* Problem
Go through the data line by line and count the lines that hold "locate". Reply with the total only.

* Given data
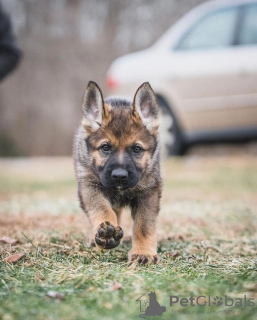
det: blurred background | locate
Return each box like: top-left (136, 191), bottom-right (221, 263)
top-left (0, 0), bottom-right (256, 157)
top-left (0, 4), bottom-right (256, 318)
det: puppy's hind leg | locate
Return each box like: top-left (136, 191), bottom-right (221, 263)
top-left (128, 189), bottom-right (160, 264)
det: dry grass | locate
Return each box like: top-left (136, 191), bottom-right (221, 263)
top-left (0, 156), bottom-right (257, 320)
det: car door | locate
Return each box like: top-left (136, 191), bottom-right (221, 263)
top-left (230, 2), bottom-right (257, 130)
top-left (167, 4), bottom-right (253, 133)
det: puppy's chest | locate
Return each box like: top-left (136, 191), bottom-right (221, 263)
top-left (105, 189), bottom-right (137, 208)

* Answer to the problem
5